Written task — Which lines in the records below contain the string "ridge"? Return each of them in full.

Records from a collection
BEGIN

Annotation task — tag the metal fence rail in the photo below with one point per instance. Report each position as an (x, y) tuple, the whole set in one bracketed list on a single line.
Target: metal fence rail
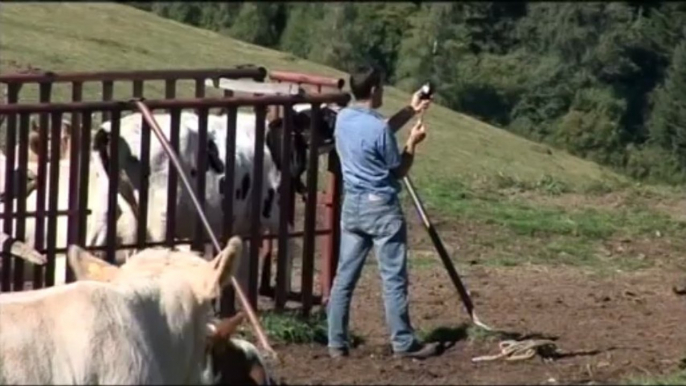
[(82, 118)]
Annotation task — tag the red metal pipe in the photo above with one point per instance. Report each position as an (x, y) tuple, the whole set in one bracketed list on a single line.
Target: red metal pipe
[(257, 73), (194, 103), (296, 77)]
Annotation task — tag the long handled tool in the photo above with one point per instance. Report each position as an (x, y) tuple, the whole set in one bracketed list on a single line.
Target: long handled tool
[(443, 254)]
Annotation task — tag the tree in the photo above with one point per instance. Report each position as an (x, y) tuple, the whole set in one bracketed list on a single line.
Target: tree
[(259, 23), (668, 118)]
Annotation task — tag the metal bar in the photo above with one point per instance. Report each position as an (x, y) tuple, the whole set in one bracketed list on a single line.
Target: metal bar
[(296, 77), (228, 296), (228, 188), (74, 156), (33, 213), (11, 147), (286, 206), (112, 192), (143, 184), (310, 212), (76, 96), (84, 167), (237, 101), (332, 220), (201, 165), (39, 271), (291, 295), (53, 198), (137, 88), (255, 72), (442, 253), (177, 164), (201, 161), (255, 87), (107, 94), (256, 203), (24, 128), (199, 88), (175, 123), (170, 89)]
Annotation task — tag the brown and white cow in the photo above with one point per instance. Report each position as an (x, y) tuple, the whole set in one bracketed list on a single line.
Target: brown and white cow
[(146, 322), (97, 189)]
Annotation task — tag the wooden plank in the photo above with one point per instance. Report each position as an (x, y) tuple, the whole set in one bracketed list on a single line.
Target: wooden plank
[(251, 87)]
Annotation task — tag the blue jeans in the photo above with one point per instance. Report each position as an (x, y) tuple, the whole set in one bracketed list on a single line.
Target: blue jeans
[(366, 220)]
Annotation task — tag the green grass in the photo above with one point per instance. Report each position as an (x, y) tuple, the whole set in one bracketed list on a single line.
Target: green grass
[(466, 169), (102, 36), (290, 327), (678, 378)]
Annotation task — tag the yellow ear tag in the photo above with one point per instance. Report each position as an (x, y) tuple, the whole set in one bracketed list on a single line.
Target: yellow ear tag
[(94, 270)]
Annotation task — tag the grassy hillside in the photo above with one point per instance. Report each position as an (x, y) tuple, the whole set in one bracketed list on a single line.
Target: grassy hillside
[(82, 37), (516, 201)]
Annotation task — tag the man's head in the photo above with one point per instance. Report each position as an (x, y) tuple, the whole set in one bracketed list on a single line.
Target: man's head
[(366, 85)]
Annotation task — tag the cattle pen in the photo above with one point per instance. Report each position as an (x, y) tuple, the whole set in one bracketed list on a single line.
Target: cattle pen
[(18, 114)]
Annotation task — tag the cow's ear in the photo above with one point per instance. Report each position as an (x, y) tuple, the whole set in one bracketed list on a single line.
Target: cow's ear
[(89, 267), (224, 264), (34, 142)]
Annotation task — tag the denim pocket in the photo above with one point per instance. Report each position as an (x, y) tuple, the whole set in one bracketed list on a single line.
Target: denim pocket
[(381, 215)]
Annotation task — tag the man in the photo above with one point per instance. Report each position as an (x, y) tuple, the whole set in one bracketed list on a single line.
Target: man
[(371, 214)]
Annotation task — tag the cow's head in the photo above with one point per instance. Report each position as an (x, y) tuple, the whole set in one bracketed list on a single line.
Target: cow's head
[(301, 135), (243, 187), (234, 361)]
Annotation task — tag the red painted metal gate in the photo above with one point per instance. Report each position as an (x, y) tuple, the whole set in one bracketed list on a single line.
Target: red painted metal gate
[(50, 117)]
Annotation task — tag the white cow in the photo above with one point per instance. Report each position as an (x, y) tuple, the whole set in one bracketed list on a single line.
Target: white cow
[(130, 155), (21, 250), (146, 322), (235, 361), (98, 185)]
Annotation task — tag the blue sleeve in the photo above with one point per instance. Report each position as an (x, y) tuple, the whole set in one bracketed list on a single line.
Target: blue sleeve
[(388, 148)]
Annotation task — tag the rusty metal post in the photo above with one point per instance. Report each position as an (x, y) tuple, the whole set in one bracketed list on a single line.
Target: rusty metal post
[(228, 297), (53, 191), (10, 142), (39, 271), (22, 169), (112, 193), (286, 194), (177, 164), (74, 156), (310, 213), (332, 219)]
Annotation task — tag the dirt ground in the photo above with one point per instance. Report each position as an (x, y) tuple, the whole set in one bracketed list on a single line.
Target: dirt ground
[(606, 327)]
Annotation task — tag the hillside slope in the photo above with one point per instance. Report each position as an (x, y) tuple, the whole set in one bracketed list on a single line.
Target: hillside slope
[(83, 37)]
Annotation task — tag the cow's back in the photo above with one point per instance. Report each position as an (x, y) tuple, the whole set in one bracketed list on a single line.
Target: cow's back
[(81, 333)]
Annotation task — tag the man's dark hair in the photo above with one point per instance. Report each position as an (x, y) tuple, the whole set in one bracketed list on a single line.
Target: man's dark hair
[(363, 80)]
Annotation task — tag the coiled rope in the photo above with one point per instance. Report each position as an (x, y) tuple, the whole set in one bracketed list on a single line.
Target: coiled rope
[(512, 350)]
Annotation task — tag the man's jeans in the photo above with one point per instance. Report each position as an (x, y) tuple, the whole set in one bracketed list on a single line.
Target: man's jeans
[(366, 220)]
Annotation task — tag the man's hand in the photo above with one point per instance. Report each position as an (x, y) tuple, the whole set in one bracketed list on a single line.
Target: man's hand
[(417, 134), (419, 105)]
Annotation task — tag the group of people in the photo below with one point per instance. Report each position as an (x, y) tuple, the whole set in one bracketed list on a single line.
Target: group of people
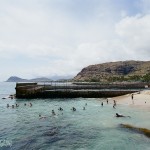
[(60, 109), (114, 105), (17, 105)]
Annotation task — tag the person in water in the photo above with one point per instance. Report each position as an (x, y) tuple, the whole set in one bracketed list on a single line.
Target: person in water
[(107, 101), (73, 108), (53, 112), (41, 117), (30, 104), (60, 109), (114, 106), (118, 115)]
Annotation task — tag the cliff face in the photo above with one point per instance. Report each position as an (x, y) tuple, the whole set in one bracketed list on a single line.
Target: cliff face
[(107, 71)]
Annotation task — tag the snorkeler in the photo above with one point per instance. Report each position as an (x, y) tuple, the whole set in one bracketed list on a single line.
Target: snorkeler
[(107, 101), (41, 117), (118, 115), (60, 109), (73, 108), (30, 104), (53, 112)]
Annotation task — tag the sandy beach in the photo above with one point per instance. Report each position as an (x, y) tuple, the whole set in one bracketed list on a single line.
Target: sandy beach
[(140, 99)]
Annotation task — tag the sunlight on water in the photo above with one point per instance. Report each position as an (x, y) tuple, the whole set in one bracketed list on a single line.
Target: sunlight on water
[(94, 128)]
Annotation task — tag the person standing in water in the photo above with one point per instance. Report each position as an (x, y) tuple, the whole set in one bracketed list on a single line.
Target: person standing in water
[(132, 98)]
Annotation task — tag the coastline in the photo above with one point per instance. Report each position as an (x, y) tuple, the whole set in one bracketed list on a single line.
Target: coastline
[(140, 99)]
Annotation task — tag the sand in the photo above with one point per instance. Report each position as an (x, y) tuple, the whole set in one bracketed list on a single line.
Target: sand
[(140, 99)]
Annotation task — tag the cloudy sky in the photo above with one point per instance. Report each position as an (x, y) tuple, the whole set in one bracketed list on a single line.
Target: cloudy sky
[(60, 37)]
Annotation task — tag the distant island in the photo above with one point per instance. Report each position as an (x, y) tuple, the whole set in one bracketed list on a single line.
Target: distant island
[(120, 71), (129, 71), (42, 79)]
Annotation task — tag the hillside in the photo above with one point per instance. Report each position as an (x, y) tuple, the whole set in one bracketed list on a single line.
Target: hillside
[(115, 71)]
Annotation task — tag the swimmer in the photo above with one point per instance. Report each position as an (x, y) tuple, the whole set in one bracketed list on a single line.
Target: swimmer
[(17, 105), (114, 103), (114, 106), (107, 101), (41, 117), (53, 112), (73, 108), (30, 104), (118, 115), (60, 109)]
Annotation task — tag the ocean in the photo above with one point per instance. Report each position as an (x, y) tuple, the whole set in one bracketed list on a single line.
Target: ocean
[(95, 128)]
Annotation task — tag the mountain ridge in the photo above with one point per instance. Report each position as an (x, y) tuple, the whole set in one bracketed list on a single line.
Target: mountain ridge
[(105, 72)]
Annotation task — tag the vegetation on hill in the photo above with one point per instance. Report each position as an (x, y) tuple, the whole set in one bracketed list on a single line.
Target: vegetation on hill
[(130, 71)]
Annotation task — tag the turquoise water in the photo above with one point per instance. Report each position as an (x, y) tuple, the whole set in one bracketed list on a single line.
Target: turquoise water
[(95, 128)]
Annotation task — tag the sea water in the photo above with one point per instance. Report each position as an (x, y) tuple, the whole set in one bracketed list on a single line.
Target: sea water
[(95, 128)]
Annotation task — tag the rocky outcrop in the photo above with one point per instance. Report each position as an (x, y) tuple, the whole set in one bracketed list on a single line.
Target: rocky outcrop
[(111, 70)]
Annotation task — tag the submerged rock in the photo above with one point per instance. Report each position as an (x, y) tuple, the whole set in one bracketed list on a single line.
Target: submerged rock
[(144, 131)]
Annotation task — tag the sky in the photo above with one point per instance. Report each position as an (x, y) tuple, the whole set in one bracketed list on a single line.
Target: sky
[(45, 38)]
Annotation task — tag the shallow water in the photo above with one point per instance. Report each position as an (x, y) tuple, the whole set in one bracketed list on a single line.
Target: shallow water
[(95, 128)]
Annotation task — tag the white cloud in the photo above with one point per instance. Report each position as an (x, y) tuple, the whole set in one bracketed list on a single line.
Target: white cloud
[(48, 37)]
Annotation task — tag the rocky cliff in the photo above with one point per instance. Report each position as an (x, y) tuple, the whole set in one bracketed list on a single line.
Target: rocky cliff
[(113, 71)]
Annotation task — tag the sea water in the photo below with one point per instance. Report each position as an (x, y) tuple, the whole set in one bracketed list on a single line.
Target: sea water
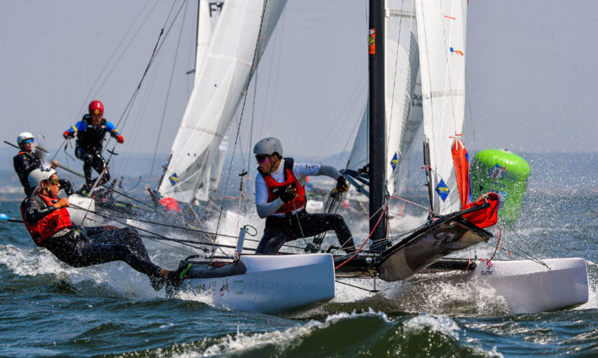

END

Worked solution —
Annotation task — tag the mountain ridge in the photo above with one point per instance. Report each position as an (x, y) tuple, the whole set in one bracketed list on a single line.
Target: mountain ridge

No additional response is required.